Your assignment: Look through the material below and show every line with the word "cutting".

Material for this task:
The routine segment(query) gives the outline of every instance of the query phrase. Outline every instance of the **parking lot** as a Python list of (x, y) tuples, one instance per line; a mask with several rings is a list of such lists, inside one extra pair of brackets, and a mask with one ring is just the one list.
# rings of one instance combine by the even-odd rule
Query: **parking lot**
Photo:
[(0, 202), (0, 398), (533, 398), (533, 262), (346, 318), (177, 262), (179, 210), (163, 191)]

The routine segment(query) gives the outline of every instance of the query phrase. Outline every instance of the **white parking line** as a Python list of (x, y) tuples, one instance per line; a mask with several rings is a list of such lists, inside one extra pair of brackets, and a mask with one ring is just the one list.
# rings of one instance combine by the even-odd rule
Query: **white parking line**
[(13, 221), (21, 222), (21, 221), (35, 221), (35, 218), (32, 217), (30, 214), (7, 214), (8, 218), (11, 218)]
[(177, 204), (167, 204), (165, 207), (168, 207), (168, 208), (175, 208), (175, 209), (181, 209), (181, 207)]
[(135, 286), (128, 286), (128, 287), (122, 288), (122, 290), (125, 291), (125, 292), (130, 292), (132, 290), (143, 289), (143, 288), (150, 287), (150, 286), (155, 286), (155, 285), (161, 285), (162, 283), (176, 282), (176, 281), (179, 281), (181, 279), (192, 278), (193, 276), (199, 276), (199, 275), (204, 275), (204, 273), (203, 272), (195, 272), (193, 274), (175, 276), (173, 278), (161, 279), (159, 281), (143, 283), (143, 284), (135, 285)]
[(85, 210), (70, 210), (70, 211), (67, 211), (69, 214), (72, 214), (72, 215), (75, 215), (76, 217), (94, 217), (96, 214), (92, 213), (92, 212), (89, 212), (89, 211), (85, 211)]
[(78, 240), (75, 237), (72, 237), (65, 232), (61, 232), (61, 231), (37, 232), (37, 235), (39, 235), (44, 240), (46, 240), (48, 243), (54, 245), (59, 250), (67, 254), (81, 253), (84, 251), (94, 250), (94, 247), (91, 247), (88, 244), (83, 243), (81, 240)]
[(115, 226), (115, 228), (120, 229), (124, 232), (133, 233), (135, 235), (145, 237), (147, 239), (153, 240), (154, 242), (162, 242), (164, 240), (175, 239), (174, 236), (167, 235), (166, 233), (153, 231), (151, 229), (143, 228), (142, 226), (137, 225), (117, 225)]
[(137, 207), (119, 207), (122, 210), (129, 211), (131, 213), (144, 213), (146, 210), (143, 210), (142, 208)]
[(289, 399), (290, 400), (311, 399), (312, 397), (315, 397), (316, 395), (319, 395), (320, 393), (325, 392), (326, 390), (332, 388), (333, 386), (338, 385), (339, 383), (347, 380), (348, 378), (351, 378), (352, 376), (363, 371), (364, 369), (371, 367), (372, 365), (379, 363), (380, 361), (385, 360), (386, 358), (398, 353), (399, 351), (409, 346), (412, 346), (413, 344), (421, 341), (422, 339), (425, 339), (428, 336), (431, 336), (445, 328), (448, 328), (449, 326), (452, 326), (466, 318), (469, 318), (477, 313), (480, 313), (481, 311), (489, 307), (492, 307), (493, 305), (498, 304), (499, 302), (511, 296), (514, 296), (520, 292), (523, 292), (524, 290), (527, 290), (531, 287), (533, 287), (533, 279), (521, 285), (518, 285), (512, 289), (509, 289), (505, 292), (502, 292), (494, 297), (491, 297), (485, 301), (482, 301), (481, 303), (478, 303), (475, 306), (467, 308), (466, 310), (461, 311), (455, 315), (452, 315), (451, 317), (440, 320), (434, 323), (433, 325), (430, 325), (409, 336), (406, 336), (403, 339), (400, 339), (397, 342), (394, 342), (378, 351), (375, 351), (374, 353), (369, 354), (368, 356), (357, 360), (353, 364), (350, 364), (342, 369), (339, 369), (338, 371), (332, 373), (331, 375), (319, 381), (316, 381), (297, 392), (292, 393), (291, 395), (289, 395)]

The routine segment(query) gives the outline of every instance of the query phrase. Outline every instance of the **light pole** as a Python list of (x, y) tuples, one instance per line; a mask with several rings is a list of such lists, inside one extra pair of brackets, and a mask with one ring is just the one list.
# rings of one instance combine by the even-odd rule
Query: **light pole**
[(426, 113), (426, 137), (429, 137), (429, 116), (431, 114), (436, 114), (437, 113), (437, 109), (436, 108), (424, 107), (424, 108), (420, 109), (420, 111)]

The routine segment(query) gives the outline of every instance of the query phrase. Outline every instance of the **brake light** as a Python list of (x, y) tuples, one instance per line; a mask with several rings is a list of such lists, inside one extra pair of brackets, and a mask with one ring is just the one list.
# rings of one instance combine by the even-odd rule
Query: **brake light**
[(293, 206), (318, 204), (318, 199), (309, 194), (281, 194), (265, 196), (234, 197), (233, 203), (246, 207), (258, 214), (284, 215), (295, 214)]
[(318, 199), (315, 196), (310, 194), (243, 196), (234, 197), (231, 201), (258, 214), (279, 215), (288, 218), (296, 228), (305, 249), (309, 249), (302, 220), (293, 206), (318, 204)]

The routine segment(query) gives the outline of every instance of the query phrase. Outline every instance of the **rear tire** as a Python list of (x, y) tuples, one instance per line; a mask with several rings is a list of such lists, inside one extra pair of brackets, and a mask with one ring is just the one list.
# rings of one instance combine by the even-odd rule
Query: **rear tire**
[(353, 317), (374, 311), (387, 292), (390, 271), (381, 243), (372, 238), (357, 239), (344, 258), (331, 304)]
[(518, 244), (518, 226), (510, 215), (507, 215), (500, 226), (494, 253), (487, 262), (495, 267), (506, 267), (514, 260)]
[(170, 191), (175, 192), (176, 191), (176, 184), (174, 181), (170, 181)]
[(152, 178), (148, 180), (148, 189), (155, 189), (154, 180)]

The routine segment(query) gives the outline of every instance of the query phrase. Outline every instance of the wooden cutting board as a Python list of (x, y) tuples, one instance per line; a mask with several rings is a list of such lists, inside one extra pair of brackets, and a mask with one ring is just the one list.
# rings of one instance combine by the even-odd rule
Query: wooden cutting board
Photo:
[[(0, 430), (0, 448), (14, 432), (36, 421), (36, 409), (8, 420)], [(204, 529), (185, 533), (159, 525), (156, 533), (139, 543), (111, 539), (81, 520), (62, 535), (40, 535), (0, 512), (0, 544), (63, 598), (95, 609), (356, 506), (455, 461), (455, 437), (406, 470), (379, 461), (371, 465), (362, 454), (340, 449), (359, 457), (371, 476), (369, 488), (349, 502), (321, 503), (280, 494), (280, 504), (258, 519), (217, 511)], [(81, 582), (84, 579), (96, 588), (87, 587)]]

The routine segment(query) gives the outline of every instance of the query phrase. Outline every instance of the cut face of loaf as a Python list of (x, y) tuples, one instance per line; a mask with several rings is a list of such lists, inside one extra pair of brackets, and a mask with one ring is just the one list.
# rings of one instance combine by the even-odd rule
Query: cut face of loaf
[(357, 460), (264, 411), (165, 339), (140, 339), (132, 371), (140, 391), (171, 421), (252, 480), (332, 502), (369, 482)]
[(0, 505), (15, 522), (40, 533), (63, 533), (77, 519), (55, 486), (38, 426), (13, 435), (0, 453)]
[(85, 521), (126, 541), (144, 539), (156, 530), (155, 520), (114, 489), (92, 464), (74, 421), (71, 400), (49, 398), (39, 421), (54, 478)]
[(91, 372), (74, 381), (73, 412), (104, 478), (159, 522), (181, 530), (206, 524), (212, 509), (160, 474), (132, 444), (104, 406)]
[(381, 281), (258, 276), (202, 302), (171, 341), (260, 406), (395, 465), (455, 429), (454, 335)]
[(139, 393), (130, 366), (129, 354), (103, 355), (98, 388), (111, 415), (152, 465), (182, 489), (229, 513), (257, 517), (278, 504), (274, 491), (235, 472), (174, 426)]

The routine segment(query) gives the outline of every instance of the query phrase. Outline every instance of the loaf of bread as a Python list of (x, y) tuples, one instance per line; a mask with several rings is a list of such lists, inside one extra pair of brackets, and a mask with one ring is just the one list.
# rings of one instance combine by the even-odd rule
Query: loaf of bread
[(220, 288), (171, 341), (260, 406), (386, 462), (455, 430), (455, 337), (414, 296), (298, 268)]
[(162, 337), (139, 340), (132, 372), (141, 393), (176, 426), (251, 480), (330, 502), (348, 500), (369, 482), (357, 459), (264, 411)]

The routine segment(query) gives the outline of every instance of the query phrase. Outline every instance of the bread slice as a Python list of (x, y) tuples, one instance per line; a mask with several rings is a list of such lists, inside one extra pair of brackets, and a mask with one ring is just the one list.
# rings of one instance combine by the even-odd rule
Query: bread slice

Exercise output:
The routine segment(query) gives the outline of every instance of the query phrase. Outline every instance of the wooden cutting board as a Python list of (x, y) tuples, one instance per line; a mask with several rings is a list of such lists, inside one extra pair of brackets, and a mask with one ring is just the one list.
Query: wooden cutting board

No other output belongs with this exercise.